Reproduce verbatim the stretch of the data from the line containing "Q: Pick out each instance of the wooden fence" through the final line of the data, including both ends.
* BEGIN *
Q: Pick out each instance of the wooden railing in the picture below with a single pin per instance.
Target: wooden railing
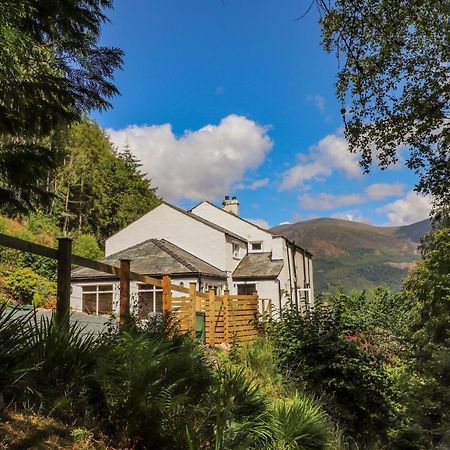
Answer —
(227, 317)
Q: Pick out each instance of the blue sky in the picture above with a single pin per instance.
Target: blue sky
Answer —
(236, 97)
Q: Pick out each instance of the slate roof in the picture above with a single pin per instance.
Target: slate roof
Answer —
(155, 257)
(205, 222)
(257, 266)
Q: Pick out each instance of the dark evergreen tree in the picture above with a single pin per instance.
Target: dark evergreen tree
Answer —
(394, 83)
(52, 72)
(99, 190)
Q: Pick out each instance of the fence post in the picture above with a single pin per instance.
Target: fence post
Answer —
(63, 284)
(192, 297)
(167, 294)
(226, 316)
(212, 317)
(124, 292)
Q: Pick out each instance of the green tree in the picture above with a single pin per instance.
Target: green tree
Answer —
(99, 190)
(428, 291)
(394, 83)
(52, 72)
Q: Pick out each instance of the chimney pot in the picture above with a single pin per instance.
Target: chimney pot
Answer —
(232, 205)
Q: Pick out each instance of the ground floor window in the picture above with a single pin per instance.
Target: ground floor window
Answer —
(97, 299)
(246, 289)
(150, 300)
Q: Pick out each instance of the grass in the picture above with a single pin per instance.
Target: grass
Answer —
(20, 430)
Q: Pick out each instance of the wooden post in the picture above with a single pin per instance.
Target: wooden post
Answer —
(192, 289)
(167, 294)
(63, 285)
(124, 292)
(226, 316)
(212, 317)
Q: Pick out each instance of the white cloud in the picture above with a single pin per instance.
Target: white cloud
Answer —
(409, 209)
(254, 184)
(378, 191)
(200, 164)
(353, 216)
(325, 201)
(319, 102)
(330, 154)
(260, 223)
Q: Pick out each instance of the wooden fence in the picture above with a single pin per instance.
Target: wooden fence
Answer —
* END *
= Response =
Q: Pick out each instance of the wooden fence in the picture above with a single pin per instance.
Target: wooden fence
Answer —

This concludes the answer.